**Tasks to carry out:**
(a) Please reproduce the forum thread about starting secondary school from "My dd also went" up to and including "anything in common!", word for word.
(b) Carry the forum thread about starting secondary school forward, beginning right after its final sentence.

Start of Reading passage

Oh good! It will even out blimppy...I was quiet too and it took me acouple of years to find my feet.

If you can reassure her that it's ok to be quiet then she'll feel better that you're not worrying or feeling she "could do better"

ivykaty44 · 27/02/2011 12:26

my dd2 has also gone to secondary and left all her junior school friends to go to other schools.

Clubs and more clubs

Kikithecat · 27/02/2011 12:30

Blimppy, I can't really help but just wanted to say you (and she) are not alone. My DS is in the same position and I am trying to help by getting him to join clubs etc. and he has joined a couple. However so far he hasn't found anyone who he clicks with and he's not the footballing type so that doesn't help, and he is shy too. I just keep saying it will work out in the end, and hoping I'm right. I went through some lonely times at school too but things changed eventually.

overthehill · 27/02/2011 23:52

My dd also went to a different secondary school from all her primary school friends and found it really difficult at first, especially because there were big groups from certain schools that stuck together, and at one point she was convinced that there was no-one in her year with whom she had anything in common!

End of Reading passage
Start of Source material

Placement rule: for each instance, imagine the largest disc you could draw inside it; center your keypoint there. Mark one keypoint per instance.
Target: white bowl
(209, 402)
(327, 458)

End of Source material

**Response list:**
(a)
My dd also went to a different secondary school from all her primary school friends and found it really difficult at first, especially because there were big groups from certain schools that stuck together, and at one point she was convinced that there was no-one in her year with whom she had anything in common!

(b)
She is now in Year 10 and has a lovely group of friends, although she still hesitates to invite them here and is still most at ease with her best friend from primary school. I sometimes have to prod her to contact them rather than rely too much on this one primary school friend (text messaging seems to be the universal means of communication and is better for shy children than picking up the phone) as she is moving on and has a new group of friends too.

Be comforted by the fact that, as others have said, friendships tend to be very fluid in Y.7, and by the end of the year there'll be a wider choice of friends as the primary school groupings will have started to break up. Hope that helps.

YouTry · 01/03/2011 09:57

If you have a chat with the school you may find they have lunch time and after schools sessions for children just like this! We run a lunch club with the specific intention of hoping these children to make friends- I would be surprised if your child's school didn't have something similar.

SeeJaneKick · 01/03/2011 11:11

If the school don't have a club like the one YouTry mentions then maybe you could suggest they start one...it's a very good idea.